◆ **COMPITI**
1. Stabilisca se ciascuna delle seguenti affermazioni concorda con il testo sui mufloni, rispondendo sì o no e citando le parole decisive del testo. (a) I cuccioli di muflone trasferiti al Crasm di Semproniano sono tre. (b) L'anno precedente al Crasm erano stati portati quattro animali. (c) Il testo nomina i fari del Fenaio e del Capelrosso.
2. Riporti dal testo sui mufloni tutto il passo che va da «La memoria è» fino a «animali da salvaguardare.».

La memoria è come la luce dei nostri fari del Fenaio e del Capelrosso per i naviganti.
La nostra Isola conosciuta in tutto il mondo per la sua bellezza naturale, per l’accoglienza e per la generosità della popolazione per i fatti della Costa Concordia non può passare alla Storia per una scelta di macello di animali da salvaguardare.
Da ”IL GIUNCO.net” del 17 maggio 2021”, “Tre cuccioli di muflone sono stati trasferiti al Crasm di Semproniano che ringrazia il Parco nazionale dell’arcipelago Toscano, dove avranno nuova vita e che si aggiungono ai due portati l’anno scorso”; ma quale nuova vita sono animali selvatici tolti dal loro ambiente naturale e rinchiusi in un recinto ristretto.
L’ente parco sposta gli animali selvatici dal proprio territorio ad un altro. Magari appartenenti ad un unico nucleo famigliare e per di più costringendoli in spazi per loro sicuramente limitati nei quali non sono di certo abituati a vivere. Meno male che dovrebbe essere un ente di tutela.
Grazie dell’attenzione ed un cordiale saluto.

◆ **Dati di puntamento**

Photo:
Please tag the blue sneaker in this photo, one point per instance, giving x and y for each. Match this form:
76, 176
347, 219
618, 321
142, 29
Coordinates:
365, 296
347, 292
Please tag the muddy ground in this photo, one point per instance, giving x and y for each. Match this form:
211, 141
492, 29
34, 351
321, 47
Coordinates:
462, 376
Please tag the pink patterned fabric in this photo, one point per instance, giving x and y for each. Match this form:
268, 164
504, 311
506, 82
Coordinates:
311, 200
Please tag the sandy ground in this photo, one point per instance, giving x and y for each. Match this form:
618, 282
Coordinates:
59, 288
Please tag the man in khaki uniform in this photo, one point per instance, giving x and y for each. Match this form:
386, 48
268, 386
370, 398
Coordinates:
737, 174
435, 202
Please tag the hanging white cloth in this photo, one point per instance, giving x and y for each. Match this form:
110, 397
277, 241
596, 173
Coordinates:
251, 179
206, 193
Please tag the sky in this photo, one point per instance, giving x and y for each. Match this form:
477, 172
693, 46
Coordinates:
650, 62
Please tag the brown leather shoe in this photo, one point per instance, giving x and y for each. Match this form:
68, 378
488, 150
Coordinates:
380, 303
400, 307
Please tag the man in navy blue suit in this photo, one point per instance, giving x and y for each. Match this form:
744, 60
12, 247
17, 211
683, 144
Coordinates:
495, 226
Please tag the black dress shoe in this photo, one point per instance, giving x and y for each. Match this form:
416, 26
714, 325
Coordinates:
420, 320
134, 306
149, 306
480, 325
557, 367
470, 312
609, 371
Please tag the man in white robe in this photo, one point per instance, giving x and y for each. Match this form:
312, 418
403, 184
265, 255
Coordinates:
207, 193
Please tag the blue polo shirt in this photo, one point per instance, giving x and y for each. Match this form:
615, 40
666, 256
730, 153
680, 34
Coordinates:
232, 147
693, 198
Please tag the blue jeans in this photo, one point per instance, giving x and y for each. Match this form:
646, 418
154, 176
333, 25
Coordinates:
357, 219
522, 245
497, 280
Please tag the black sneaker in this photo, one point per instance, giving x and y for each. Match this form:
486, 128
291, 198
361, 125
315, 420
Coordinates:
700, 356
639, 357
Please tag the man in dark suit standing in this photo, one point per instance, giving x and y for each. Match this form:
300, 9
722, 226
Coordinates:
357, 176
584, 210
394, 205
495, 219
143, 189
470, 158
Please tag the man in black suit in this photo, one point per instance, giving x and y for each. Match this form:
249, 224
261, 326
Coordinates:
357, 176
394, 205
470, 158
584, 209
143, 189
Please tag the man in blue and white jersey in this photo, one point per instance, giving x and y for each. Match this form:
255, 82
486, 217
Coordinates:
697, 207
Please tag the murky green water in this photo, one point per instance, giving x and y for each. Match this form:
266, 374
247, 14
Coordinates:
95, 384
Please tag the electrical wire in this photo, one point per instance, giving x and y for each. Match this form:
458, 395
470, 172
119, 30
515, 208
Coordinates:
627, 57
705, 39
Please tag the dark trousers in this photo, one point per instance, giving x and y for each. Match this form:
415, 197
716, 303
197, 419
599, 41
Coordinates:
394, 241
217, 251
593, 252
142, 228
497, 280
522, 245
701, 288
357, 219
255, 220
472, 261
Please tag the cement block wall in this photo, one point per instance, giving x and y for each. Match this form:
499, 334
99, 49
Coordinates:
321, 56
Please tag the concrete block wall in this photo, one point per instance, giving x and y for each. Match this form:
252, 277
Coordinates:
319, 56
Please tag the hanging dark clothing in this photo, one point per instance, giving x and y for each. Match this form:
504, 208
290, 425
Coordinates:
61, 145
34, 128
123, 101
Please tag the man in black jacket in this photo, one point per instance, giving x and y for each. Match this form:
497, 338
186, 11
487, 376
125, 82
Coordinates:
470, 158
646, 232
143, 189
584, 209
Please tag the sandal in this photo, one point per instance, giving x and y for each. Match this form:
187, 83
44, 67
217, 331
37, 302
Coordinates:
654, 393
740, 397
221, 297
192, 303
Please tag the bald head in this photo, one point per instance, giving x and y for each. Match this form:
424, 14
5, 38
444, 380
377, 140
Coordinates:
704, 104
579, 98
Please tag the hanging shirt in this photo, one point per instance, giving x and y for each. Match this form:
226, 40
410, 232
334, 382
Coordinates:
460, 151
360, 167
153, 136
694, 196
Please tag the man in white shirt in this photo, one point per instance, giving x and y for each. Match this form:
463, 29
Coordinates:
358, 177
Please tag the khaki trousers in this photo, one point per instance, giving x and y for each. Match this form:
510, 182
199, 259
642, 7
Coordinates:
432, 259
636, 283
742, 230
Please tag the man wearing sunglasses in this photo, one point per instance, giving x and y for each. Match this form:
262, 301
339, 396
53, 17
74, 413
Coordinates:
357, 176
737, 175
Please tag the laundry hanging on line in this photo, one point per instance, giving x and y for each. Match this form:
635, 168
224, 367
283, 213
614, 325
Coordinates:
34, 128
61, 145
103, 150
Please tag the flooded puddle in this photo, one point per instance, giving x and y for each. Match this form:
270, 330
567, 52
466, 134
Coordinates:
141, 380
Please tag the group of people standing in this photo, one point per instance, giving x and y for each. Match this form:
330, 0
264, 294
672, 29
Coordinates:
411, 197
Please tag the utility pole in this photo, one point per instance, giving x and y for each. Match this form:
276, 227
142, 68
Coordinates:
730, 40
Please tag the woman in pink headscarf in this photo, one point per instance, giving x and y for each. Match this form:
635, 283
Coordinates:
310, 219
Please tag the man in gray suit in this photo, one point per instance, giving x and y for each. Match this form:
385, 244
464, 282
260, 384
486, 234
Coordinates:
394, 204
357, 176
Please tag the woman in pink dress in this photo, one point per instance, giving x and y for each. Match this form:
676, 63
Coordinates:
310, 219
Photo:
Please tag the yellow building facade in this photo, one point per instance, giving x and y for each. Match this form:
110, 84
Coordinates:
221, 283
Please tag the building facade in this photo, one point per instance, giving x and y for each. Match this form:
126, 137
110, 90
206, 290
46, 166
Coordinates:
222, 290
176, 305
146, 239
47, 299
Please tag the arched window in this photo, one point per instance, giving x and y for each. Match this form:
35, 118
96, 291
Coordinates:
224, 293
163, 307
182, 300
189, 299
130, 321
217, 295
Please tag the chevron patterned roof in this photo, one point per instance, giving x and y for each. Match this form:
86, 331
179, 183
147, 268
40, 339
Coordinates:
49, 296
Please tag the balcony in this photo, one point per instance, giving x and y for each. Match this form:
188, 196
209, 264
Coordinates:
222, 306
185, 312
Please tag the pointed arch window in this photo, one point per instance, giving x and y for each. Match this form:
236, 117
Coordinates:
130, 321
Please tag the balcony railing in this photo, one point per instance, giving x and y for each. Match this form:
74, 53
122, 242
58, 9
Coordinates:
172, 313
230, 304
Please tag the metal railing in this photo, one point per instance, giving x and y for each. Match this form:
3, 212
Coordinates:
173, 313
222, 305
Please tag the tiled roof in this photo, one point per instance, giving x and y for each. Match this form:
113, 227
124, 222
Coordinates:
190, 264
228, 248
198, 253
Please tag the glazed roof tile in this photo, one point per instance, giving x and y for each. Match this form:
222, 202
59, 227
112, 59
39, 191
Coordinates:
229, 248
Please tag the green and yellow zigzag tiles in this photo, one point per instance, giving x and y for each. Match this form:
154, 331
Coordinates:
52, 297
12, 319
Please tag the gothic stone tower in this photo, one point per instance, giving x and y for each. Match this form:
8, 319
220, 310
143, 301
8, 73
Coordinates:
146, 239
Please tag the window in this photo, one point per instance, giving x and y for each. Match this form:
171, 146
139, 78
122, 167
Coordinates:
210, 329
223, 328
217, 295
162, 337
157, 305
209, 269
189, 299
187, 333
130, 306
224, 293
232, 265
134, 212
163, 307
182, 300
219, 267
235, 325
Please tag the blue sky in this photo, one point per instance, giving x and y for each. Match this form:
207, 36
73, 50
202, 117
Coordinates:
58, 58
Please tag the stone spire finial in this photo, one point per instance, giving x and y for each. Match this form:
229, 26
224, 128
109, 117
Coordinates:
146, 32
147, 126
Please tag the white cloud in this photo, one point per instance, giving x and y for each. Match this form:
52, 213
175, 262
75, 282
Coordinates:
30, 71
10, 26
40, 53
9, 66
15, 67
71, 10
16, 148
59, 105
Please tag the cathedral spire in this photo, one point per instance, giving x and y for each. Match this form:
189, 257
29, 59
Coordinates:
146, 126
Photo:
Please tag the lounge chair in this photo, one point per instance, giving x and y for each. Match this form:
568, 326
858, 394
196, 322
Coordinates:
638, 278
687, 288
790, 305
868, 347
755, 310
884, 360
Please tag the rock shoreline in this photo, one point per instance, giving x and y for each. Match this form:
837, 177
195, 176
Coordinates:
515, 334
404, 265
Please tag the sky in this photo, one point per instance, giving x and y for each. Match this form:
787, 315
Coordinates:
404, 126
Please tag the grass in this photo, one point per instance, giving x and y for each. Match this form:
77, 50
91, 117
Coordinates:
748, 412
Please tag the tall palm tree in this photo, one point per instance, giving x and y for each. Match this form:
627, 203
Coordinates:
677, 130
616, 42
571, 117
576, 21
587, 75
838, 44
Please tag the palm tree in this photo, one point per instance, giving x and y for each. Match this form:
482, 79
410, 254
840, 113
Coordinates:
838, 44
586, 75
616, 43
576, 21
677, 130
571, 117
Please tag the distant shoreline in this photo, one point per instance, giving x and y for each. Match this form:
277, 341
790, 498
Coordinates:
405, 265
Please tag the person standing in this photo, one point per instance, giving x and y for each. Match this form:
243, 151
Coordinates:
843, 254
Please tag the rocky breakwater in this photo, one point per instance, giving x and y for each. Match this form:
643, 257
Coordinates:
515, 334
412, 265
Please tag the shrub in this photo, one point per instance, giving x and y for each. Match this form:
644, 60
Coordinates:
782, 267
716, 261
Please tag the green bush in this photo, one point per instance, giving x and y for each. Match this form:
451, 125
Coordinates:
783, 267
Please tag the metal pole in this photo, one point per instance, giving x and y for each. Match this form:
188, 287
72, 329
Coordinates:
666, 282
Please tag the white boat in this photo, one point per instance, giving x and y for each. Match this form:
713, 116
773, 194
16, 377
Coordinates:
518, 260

◆ **ELENCO SOLUZIONI**
1.
(a) Sì: «Tre cuccioli di muflone sono stati trasferiti al Crasm di Semproniano».
(b) No: «si aggiungono ai due portati l’anno scorso».
(c) Sì: «la luce dei nostri fari del Fenaio e del Capelrosso».

2.
La memoria è come la luce dei nostri fari del Fenaio e del Capelrosso per i naviganti.
La nostra Isola conosciuta in tutto il mondo per la sua bellezza naturale, per l’accoglienza e per la generosità della popolazione per i fatti della Costa Concordia non può passare alla Storia per una scelta di macello di animali da salvaguardare.